Data records
↓↓↓
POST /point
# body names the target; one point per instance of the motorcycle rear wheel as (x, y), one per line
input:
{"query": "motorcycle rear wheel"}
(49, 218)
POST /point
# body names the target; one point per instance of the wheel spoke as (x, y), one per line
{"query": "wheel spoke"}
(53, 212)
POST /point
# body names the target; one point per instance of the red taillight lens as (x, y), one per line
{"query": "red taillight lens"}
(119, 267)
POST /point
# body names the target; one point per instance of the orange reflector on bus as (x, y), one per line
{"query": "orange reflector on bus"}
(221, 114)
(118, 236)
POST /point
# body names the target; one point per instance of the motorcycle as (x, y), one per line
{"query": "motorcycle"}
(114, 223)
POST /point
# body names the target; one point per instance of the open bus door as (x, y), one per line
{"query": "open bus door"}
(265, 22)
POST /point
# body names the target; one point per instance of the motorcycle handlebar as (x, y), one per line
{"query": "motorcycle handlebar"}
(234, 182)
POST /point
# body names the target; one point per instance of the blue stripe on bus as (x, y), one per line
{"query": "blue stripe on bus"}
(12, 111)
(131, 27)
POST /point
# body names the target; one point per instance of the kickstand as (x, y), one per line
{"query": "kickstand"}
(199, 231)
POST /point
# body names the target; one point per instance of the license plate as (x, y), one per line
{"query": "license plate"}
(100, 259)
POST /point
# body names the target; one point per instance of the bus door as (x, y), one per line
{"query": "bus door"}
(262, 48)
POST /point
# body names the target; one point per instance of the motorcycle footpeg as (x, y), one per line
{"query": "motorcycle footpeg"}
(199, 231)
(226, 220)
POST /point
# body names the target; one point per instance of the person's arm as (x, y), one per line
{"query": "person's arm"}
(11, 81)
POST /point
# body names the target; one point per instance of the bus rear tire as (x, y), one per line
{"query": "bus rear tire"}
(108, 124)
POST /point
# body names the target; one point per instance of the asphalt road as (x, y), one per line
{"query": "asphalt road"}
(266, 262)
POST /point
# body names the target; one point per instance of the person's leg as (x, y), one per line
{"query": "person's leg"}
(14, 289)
↑↑↑
# Exercise aim
Each line of the material above must be retyped precisely.

# Task solution
POST /point
# body names the target; one point per instance of the motorcycle rear wheel as (x, y), one per line
input:
{"query": "motorcycle rear wheel"}
(49, 218)
POST /point
# body names the target; one point per instance of the wheel spoke as (x, y), one per line
{"query": "wheel spoke"}
(53, 212)
POST /point
# body names the target; one point per instance of the red taillight lens as (x, y), one per line
{"query": "red taillight lens"}
(119, 267)
POST /point
# body names the target; one point per instance of the orange reflector on bus as (x, y), one per line
{"query": "orange reflector on bus"}
(221, 114)
(118, 236)
POST /point
# body names the target; one point per instance of the motorcycle as (x, y), one per line
{"query": "motorcycle"}
(114, 223)
POST /point
# body names the target; one point per instance of the open bus door as (x, y), one per line
{"query": "open bus door"}
(265, 22)
POST /point
# body names the target; one point per instance of the motorcycle handlebar as (x, y), one per line
{"query": "motorcycle handlebar"}
(234, 182)
POST /point
# body names the target; one point per instance of the blue stripe on bus as (x, y), one per line
{"query": "blue stripe on bus"}
(12, 111)
(131, 27)
POST /point
# body names the target; one point per instance of the kickstand as (x, y), one per line
{"query": "kickstand"}
(199, 231)
POST /point
# body names the target; one point per instance of the license plate as (x, y), one per line
{"query": "license plate"}
(100, 259)
POST /point
# body names the target; one point per instance of the bus door as (x, y), one per line
{"query": "bus door"}
(262, 48)
POST /point
# body names the target; one point per instance of the motorcycle footpeg as (x, y), one per line
{"query": "motorcycle footpeg"}
(199, 231)
(226, 220)
POST /point
# body names the target; one point per instance of the person's arm as (x, y), one per line
{"query": "person's arm"}
(11, 81)
POST /point
# body names the target; one point per instance of the bus rear tire as (x, y), one per line
{"query": "bus rear tire"}
(108, 124)
POST /point
# body names the target; one point per instance of the asphalt road as (x, y), one per line
{"query": "asphalt road"}
(266, 262)
POST /point
# body names the target; one point per instance of the person's leg as (x, y), one per line
{"query": "person's leg"}
(14, 289)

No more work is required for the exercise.